# CHP by canoe part #4.. 6-01-07



## hengstthomas (Mar 11, 2006)

To start off the wind was a bit stronger than I liked but we decided to give it a shot. The bite was off and we only landed a total of maybe 30 fish...I got 2 small stripers on a 2.5" white fin"S" and 2 small sandsharks 4 keeper flounder and 4 TB flounder and 1 skate...Dave got a large sandshark and 4 keeper flounder and many TB flounder...He lost 2 keeper flounder at the side of the canoe and one of them broke his line...This fish looked to be 23" to 25" .. Bait was shad and gulp for the sharks and flatties.


----------



## RuddeDogg (Mar 20, 2004)

*Awesome*

Congrats on the catch.


----------



## sniper (Mar 30, 2004)

■ Jobs:
• A. In the canoe fishing thread, substitute "squid" for "shad" and give the passage between "To start off" and "on the catch.", inclusive.
• B. Answer these questions about the canoe fishing thread:
(i) On what lure were the 2 small stripers caught?
(ii) Who got a large sandshark?
(iii) What single word opens RuddeDogg's post?
• C. Carry on the canoe fishing thread from the point where it stops.

■ Data records:
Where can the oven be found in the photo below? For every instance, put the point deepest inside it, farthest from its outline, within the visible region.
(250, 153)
* * *
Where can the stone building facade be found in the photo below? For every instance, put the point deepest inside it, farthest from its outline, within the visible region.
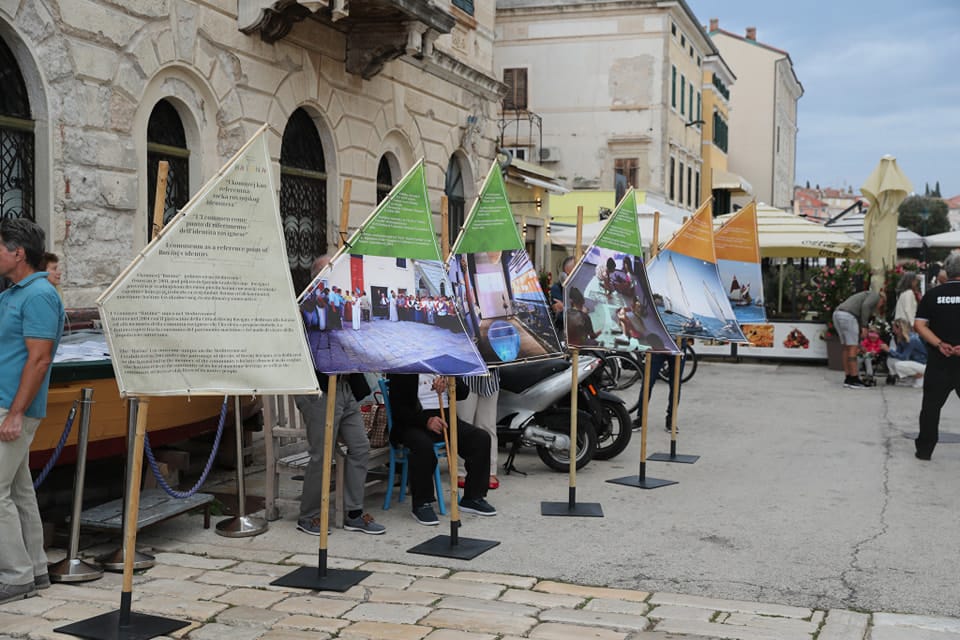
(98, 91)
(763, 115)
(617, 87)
...
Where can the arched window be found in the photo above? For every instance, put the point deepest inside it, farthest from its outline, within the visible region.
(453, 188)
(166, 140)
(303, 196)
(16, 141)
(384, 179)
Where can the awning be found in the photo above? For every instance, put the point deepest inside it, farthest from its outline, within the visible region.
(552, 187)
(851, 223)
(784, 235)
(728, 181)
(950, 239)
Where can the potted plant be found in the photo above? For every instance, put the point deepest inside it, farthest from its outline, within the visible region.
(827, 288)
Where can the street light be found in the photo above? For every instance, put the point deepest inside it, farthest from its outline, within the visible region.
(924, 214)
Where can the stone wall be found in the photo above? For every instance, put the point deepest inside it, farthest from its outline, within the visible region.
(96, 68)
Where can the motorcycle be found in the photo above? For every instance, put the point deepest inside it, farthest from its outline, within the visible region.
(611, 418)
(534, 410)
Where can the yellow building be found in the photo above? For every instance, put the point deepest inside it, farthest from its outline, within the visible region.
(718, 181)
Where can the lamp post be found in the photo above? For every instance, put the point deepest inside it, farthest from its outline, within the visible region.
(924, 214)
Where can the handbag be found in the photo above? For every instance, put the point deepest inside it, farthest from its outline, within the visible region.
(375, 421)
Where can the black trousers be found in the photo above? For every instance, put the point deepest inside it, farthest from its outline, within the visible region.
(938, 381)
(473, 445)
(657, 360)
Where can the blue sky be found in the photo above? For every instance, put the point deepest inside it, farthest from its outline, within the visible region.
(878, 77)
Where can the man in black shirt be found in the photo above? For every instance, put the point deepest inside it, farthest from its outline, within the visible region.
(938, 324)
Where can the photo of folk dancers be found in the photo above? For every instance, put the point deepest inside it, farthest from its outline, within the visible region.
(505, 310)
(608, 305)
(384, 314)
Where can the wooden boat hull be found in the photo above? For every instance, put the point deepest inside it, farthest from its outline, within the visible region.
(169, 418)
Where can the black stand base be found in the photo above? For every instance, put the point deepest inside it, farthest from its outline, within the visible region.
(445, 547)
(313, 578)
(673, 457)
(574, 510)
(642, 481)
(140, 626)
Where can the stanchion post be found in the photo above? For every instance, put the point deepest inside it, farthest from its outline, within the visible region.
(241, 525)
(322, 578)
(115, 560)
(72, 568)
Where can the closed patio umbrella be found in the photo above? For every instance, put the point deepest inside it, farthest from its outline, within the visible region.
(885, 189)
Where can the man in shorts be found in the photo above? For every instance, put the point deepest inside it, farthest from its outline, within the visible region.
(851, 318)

■ Outputs by task:
• A.
To start off the wind was a bit stronger than I liked but we decided to give it a shot. The bite was off and we only landed a total of maybe 30 fish...I got 2 small stripers on a 2.5" white fin"S" and 2 small sandsharks 4 keeper flounder and 4 TB flounder and 1 skate...Dave got a large sandshark and 4 keeper flounder and many TB flounder...He lost 2 keeper flounder at the side of the canoe and one of them broke his line...This fish looked to be 23" to 25" .. Bait was squid and gulp for the sharks and flatties.


----------



## RuddeDogg (Mar 20, 2004)

*Awesome*

Congrats on the catch.

• B.
(i) A 2.5" white fin"S"
(ii) Dave
(iii) Awesome

• C.
*You guys are .....*

well, lets just say...hella fishermen. Any pointers as to what kind of gear I need to target flounders when I come down there?


----------



## e-mag (Jun 15, 2006)

congrats


----------



## cygnus-x1 (Oct 12, 2005)

e-mag said:


> congrats


:--| 

The gauntlet has been thrown!


----------



## fishhead (Oct 18, 2004)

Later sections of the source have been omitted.